Officials feared that farmers would actually be hit and cited Niti Aayog’s working paper on farm reforms to argue that liberalised markets were more favourable to growth than government support and interventions in the market over a period of time.

Niti Aayog member Ramesh Chand noted in the paper that segments like horticulture, milk and fishery (where market intervention by the government is either nil or very little) showed 4- 10% annual growth whereas the growth rate in cereals, where MSP and other interventions are quite high, remained at 1.1% after 2011-12. Besides, there is a peaking of benefits with cereals.

Chand cited the example of Maharashtra, where an experiment of legal intervention for ensuring MSP in 2018 failed, forcing the state government to abandon the initiative. “Economic theory as well experience indicates that the price level that is not supported by demand and supply cannot be sustained through legal means,” said Chand, an agriculture economist.

He, however, kept the floor open for suggestions, saying if according legal or mandatory status ensured MSP to farmers, it would be the easiest way for any government to help farmers get desired prices. This could be done by state governments without central intervention, he said and cited the example of Kerala, where the state government last year announced minimum prices for 16 fruits and vegetables.

== SHORT TASK ==
Return the part of the farm reforms passage that starts at "Chand cited the" and ends after "fruits and vegetables.", copied word for word.

== INFORMATION SHOWN ==
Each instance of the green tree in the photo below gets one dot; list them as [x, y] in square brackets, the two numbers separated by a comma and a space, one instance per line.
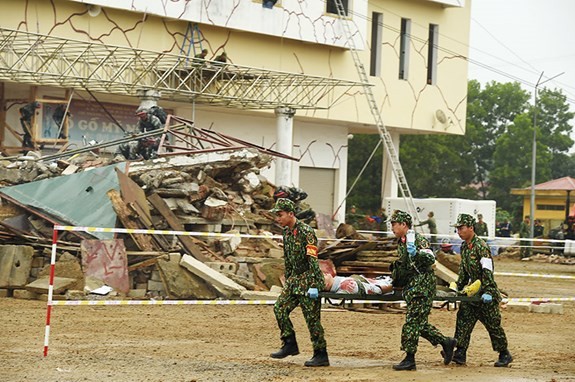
[513, 163]
[553, 117]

== RESULT FOR THIS EXERCISE ==
Chand cited the example of Maharashtra, where an experiment of legal intervention for ensuring MSP in 2018 failed, forcing the state government to abandon the initiative. “Economic theory as well experience indicates that the price level that is not supported by demand and supply cannot be sustained through legal means,” said Chand, an agriculture economist.

He, however, kept the floor open for suggestions, saying if according legal or mandatory status ensured MSP to farmers, it would be the easiest way for any government to help farmers get desired prices. This could be done by state governments without central intervention, he said and cited the example of Kerala, where the state government last year announced minimum prices for 16 fruits and vegetables.